§ **Provided entries**:
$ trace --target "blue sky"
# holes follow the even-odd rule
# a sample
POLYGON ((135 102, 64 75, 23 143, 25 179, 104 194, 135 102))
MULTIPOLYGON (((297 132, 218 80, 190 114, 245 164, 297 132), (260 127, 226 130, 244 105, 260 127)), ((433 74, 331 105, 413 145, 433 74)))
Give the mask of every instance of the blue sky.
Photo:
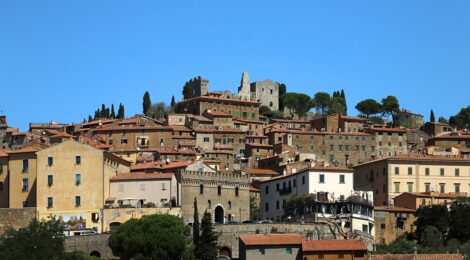
POLYGON ((448 117, 470 105, 469 1, 0 1, 0 110, 9 125, 81 122, 102 103, 141 112, 211 90, 284 82, 313 95, 448 117))

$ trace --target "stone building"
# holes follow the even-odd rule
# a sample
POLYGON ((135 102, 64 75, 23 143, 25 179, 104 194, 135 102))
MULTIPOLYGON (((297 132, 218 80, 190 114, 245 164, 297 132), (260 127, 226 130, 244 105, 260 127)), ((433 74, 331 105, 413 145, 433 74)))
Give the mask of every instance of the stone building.
POLYGON ((171 126, 104 126, 93 130, 113 150, 172 148, 171 126))
POLYGON ((204 96, 209 92, 209 80, 201 76, 190 79, 186 82, 185 87, 186 86, 190 89, 191 97, 204 96))
POLYGON ((469 158, 399 154, 353 168, 354 188, 373 190, 375 206, 393 204, 402 192, 470 192, 469 158))
POLYGON ((185 221, 194 216, 197 199, 199 219, 209 212, 218 223, 250 219, 250 178, 235 173, 183 170, 178 173, 180 204, 185 221))
POLYGON ((129 172, 130 162, 73 140, 37 152, 37 161, 38 217, 56 216, 70 229, 101 232, 109 180, 129 172))
POLYGON ((457 149, 458 154, 470 156, 470 132, 454 132, 428 139, 428 146, 434 146, 436 154, 446 155, 457 149))
POLYGON ((303 260, 367 260, 368 248, 362 239, 302 241, 303 260))
POLYGON ((221 93, 210 92, 184 100, 180 103, 180 110, 187 113, 202 115, 204 111, 223 112, 237 119, 258 120, 260 103, 222 97, 221 93))
POLYGON ((9 172, 8 154, 0 149, 0 208, 8 208, 9 172))
POLYGON ((239 259, 302 259, 302 234, 243 234, 239 237, 239 259))
POLYGON ((408 152, 407 134, 404 129, 371 127, 368 128, 366 132, 375 136, 375 153, 373 154, 373 159, 408 152))
POLYGON ((378 206, 374 208, 375 243, 388 245, 405 232, 415 230, 415 211, 403 207, 378 206))
POLYGON ((256 81, 250 84, 251 101, 261 102, 271 110, 279 110, 279 83, 272 80, 256 81))
POLYGON ((311 128, 319 132, 359 132, 370 124, 369 119, 343 116, 339 113, 315 118, 310 122, 311 128))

§ **Problem**:
For the listing above, identify each line bearing "trace".

§ **Answer area**:
$ trace --target "blue sky"
$ trace --target "stone building"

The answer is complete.